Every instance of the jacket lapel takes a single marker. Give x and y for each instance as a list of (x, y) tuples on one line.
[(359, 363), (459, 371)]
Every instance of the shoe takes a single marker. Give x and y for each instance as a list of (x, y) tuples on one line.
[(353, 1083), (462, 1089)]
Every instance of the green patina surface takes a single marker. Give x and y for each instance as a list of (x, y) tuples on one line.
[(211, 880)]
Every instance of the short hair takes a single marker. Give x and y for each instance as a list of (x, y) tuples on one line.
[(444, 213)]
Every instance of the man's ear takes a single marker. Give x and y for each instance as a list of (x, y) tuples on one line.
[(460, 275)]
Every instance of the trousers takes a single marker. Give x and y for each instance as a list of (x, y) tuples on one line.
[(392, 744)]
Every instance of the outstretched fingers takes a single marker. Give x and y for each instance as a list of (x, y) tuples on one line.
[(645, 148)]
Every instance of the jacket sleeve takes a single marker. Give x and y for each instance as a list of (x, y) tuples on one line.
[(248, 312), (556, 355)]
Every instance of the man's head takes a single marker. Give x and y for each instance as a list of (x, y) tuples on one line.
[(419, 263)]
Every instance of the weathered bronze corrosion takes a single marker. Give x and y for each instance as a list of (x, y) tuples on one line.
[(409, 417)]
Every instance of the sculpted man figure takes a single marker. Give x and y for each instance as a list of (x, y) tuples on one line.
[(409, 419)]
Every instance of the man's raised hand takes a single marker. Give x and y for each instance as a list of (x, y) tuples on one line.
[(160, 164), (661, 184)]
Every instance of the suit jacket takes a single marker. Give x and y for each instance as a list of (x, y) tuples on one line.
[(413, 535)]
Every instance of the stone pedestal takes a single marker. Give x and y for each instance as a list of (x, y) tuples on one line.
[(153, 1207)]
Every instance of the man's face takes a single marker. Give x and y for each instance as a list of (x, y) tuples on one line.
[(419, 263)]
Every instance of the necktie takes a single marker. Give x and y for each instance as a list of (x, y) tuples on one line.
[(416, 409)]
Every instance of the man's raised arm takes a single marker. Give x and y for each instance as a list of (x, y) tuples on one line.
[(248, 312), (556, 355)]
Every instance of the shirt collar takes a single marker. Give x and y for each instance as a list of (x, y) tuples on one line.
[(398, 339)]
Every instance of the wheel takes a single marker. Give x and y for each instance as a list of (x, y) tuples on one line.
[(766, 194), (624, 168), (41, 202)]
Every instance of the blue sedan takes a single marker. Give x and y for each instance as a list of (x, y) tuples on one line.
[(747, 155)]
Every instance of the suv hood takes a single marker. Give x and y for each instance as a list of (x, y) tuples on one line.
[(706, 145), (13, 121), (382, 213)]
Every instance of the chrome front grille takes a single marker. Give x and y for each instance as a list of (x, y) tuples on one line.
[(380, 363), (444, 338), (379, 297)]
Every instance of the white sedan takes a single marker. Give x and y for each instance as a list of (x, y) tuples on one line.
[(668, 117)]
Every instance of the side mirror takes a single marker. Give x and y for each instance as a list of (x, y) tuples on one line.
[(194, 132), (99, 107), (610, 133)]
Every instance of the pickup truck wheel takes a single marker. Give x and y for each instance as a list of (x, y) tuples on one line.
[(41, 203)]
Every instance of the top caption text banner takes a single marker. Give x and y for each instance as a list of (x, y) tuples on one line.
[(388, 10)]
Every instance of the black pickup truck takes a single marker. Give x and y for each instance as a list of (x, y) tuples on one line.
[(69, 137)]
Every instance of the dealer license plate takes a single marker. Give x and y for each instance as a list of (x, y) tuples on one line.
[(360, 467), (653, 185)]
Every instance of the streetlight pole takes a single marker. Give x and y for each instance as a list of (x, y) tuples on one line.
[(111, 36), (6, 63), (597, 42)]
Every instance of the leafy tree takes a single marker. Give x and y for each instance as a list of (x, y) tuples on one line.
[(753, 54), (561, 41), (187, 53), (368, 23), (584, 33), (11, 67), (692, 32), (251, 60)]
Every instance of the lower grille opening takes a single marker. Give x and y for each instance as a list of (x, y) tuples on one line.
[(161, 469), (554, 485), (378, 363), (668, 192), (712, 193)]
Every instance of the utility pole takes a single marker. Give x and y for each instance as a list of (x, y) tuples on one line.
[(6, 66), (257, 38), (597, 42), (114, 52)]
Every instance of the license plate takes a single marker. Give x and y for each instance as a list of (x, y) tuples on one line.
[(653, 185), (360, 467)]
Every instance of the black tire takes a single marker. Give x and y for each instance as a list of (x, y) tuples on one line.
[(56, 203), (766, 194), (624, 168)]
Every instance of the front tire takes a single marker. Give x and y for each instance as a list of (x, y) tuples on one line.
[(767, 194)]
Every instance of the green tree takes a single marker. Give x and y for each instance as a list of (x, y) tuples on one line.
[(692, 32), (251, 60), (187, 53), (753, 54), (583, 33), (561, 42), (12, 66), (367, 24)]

☆ ☆ ☆

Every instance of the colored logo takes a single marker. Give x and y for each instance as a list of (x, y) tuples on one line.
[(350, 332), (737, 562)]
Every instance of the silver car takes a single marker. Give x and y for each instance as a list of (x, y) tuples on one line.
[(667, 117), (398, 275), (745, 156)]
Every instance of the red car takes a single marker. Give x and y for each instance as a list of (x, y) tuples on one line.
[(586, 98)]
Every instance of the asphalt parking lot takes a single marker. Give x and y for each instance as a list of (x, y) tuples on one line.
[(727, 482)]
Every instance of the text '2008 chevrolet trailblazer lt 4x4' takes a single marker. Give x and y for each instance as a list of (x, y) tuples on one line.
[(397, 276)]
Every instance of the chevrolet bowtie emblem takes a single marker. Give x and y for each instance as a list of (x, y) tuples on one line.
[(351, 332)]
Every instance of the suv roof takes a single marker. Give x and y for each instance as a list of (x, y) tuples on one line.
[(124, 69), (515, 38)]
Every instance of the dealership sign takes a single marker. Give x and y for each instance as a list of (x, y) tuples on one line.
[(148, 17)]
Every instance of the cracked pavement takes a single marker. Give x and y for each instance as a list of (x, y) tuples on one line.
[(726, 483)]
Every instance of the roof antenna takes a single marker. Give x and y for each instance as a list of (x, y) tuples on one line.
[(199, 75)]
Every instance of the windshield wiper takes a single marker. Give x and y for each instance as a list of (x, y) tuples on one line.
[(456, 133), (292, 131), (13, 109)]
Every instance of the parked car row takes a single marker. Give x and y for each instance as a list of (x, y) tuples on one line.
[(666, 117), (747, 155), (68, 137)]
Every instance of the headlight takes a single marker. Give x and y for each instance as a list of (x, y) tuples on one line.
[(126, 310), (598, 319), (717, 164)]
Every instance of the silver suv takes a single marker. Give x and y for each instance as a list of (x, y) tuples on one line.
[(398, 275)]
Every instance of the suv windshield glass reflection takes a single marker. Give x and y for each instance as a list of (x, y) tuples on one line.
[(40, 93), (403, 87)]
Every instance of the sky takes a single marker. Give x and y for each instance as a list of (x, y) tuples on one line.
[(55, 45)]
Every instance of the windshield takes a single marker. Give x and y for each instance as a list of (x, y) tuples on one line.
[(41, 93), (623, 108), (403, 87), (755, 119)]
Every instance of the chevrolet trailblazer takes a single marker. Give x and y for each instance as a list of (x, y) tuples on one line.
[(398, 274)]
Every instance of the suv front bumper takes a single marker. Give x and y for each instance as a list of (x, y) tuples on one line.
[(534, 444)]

☆ ☆ ☆

* Instruction *
Starting at the line that has "Every instance of the silver suv" and stopping after the line that has "[(40, 93), (403, 87)]", write that stretch of the material again, swapping "marker" for "point" and keeping everything else the same.

* Answer for the task *
Every instance of the silver suv takes a single point. Give x and y for each instance as a list of (x, y) tuples on one line.
[(398, 275)]
Every instance of the suv windshield glass reflection takes a single point. Give x and y for each instance as a list of (x, y) tuples on one line.
[(40, 93), (403, 87)]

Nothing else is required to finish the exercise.